Records
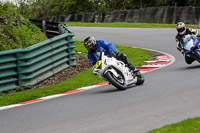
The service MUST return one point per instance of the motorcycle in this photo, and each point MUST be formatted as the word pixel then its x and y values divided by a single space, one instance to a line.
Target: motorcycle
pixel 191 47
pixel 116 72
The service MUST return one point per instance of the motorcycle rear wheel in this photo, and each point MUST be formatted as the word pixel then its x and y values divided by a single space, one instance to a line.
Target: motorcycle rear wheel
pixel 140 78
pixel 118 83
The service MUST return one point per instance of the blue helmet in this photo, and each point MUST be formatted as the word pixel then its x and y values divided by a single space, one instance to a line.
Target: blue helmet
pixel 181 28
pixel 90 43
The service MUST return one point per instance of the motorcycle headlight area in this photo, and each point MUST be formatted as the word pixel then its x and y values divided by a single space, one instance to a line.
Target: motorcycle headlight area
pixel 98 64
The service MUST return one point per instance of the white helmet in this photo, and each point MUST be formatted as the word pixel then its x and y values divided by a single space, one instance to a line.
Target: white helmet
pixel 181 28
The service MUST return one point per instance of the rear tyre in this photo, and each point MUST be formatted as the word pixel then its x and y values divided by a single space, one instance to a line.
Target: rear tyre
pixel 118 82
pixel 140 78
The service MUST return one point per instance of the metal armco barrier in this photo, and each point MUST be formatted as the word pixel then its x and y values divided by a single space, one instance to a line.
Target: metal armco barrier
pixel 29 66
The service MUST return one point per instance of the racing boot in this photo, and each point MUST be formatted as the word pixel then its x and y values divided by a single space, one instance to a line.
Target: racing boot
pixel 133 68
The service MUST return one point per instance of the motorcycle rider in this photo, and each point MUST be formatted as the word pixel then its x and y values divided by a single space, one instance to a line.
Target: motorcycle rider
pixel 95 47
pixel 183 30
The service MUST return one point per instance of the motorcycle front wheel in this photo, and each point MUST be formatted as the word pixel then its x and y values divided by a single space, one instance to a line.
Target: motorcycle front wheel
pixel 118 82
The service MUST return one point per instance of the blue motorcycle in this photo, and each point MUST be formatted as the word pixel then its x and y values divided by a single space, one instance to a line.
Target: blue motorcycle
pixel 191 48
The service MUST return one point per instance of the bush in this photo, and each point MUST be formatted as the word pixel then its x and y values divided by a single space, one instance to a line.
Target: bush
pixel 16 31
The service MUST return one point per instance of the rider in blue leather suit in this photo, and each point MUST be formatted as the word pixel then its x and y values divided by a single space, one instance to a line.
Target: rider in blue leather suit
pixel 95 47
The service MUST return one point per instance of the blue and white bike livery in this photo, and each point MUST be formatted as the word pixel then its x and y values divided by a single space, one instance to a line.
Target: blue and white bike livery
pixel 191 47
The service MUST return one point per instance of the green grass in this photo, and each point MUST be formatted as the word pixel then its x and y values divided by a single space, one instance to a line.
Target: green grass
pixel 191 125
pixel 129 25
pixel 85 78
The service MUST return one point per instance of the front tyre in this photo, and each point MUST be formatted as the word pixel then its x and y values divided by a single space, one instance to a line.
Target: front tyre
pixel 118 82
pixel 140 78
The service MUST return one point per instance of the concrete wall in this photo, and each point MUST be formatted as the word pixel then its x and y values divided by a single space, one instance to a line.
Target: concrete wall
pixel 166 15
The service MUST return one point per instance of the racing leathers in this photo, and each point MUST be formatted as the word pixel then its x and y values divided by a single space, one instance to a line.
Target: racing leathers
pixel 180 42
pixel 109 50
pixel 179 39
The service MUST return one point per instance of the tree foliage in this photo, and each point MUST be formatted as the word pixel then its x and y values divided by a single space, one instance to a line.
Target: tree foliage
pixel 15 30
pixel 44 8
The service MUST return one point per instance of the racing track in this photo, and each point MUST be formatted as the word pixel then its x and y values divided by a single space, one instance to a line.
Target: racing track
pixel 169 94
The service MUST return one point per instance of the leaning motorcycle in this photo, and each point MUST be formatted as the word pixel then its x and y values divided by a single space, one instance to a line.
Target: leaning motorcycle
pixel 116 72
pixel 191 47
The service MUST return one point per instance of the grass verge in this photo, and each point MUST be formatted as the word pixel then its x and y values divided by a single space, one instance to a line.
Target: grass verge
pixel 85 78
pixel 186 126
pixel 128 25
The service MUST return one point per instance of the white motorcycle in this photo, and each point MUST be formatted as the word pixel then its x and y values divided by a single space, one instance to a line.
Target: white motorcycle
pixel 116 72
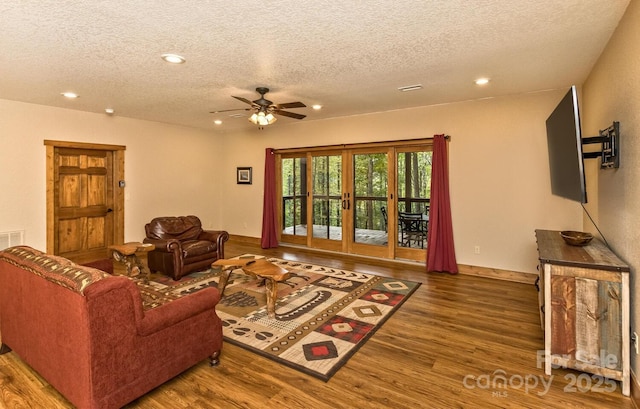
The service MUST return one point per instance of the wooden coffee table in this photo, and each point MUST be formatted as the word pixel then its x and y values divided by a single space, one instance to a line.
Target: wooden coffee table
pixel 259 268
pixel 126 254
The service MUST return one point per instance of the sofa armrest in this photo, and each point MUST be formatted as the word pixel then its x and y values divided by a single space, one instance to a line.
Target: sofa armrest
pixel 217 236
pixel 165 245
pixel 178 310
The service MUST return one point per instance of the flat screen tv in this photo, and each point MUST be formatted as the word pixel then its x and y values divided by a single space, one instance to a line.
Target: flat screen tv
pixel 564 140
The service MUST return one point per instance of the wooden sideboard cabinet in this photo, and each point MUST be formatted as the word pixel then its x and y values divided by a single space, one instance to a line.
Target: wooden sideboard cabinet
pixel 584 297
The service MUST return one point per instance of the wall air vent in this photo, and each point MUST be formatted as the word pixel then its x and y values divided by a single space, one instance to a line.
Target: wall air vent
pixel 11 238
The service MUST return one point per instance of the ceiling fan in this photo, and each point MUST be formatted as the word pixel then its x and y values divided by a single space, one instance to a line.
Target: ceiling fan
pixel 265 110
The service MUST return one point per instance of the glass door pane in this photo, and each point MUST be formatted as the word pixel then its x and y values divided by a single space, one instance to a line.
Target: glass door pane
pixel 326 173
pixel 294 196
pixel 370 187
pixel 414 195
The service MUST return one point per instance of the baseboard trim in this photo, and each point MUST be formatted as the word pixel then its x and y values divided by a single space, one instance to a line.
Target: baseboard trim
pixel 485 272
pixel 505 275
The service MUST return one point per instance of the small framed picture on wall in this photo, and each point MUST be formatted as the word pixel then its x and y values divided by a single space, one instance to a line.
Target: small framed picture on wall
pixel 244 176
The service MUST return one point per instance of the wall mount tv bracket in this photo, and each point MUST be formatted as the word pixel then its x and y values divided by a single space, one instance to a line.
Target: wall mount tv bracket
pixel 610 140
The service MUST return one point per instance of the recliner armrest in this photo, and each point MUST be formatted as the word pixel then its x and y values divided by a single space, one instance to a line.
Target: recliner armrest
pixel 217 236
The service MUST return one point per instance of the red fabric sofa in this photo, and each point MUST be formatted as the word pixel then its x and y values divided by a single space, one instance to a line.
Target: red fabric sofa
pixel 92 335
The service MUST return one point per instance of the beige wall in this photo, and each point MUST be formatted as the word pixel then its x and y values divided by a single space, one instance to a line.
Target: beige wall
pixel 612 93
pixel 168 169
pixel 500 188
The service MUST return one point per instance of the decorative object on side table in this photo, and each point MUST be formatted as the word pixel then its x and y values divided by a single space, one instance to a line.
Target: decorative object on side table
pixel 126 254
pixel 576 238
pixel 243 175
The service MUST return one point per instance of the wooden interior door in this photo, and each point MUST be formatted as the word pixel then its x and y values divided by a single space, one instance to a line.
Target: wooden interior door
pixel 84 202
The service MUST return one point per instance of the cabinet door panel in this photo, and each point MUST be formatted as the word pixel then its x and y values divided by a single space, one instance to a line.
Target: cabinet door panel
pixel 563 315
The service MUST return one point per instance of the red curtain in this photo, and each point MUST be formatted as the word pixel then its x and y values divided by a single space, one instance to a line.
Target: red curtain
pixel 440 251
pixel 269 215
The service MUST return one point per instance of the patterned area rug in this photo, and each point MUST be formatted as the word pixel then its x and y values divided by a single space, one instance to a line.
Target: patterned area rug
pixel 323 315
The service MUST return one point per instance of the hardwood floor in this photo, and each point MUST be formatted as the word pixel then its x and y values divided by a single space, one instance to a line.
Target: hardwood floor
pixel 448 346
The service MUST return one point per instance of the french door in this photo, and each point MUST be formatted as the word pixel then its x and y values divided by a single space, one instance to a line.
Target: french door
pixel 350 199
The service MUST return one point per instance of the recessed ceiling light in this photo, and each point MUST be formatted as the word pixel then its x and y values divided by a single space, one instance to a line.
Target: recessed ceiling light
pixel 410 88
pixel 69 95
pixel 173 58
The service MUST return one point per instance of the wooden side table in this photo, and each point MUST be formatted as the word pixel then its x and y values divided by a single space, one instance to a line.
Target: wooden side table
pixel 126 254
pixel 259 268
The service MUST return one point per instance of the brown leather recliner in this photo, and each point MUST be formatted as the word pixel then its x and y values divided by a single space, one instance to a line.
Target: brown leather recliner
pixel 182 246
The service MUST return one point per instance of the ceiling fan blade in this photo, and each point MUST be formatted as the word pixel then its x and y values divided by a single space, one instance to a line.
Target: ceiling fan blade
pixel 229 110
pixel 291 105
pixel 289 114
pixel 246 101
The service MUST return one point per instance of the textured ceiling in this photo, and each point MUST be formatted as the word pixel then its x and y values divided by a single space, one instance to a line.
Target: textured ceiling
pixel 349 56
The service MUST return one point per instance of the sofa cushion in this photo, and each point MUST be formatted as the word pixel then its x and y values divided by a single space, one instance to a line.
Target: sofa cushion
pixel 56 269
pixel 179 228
* * *
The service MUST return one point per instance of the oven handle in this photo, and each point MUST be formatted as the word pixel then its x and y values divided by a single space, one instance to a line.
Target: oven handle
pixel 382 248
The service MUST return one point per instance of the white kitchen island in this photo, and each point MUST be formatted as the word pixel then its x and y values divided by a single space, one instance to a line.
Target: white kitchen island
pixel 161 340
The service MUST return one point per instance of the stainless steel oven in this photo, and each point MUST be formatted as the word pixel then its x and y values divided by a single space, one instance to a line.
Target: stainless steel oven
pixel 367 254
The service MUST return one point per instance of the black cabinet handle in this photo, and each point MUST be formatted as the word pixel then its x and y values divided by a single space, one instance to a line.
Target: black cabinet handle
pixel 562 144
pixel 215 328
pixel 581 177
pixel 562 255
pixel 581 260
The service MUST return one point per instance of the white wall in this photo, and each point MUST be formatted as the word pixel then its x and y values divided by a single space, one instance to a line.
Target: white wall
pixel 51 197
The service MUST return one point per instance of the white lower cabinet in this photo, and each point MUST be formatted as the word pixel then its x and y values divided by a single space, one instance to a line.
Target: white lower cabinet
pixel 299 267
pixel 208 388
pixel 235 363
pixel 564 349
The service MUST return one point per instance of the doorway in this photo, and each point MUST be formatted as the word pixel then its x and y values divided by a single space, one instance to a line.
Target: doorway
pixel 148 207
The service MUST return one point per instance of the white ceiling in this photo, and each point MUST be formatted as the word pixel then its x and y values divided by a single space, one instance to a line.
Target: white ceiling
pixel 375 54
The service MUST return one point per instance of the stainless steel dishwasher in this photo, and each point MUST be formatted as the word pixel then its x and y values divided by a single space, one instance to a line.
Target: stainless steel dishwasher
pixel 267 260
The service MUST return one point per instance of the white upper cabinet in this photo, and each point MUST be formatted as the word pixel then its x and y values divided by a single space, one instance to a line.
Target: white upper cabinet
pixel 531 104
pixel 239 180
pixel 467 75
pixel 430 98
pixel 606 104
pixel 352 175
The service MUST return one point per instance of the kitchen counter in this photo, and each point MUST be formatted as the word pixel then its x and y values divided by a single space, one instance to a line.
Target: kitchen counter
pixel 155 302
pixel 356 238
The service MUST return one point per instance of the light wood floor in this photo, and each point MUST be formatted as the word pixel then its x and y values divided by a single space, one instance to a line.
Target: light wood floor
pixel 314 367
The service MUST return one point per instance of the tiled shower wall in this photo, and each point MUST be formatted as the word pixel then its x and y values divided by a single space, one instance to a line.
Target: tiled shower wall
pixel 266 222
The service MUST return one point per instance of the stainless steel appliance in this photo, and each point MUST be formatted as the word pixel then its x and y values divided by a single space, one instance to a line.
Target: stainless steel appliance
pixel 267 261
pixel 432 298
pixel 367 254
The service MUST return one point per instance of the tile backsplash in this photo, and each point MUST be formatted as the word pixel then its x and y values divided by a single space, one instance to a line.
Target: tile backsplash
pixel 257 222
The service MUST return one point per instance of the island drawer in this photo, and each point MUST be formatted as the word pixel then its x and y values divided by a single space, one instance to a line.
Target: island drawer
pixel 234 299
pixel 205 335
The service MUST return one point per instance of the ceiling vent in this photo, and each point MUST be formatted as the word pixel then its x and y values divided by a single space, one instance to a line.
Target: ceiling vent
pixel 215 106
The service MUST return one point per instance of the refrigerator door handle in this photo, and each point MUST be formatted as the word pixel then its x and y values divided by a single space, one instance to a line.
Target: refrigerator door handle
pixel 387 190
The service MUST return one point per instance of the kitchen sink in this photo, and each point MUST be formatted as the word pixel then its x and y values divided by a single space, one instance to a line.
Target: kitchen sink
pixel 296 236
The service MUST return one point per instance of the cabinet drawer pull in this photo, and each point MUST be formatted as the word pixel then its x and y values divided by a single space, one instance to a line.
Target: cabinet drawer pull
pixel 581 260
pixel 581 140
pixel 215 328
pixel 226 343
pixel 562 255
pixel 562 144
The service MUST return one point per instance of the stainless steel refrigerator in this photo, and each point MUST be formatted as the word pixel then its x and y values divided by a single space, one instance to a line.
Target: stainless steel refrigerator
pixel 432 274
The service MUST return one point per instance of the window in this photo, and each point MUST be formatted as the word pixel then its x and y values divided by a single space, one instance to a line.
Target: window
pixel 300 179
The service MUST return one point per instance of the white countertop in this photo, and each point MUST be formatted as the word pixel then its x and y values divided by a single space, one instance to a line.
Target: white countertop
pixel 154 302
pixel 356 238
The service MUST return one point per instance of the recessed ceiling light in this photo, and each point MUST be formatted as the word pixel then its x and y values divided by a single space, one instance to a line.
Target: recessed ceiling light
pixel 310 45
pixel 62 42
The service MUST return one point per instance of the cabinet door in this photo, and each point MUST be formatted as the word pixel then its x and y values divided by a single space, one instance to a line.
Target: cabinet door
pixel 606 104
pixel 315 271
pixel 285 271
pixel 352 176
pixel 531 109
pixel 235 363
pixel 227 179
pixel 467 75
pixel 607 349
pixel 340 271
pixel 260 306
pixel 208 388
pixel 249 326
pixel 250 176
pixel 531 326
==
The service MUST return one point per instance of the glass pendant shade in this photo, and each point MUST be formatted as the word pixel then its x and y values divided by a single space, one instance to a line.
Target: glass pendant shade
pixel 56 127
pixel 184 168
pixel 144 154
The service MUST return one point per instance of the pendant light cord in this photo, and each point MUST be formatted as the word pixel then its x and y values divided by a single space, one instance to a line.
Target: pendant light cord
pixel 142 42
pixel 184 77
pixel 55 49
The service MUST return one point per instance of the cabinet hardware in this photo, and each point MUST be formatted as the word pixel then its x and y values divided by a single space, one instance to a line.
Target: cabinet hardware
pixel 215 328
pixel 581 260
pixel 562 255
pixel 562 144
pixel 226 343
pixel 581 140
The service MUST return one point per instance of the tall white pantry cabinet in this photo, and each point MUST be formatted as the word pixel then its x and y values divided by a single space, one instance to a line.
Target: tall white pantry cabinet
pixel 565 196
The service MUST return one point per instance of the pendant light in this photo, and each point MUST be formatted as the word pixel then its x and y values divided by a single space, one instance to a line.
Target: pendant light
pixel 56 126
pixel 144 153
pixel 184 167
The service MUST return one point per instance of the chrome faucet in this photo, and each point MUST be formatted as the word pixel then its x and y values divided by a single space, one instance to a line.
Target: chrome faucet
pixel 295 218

Task statement
Your answer should be the lines above, from the line containing "the racing boot" up to and including the line containing "the motorcycle rider", reproduced exactly and with nothing else.

Result of the exercise
The service MUST return one point per instance of the racing boot in this photo, and each point MUST be formatted as the word pixel then its x and y values divided by a single space, one instance to a line.
Target: racing boot
pixel 133 68
The service MUST return one point per instance of the motorcycle rider in this photo, and each point MUST be formatted as the word pixel then its x and y values divided by a single space, one instance to a line.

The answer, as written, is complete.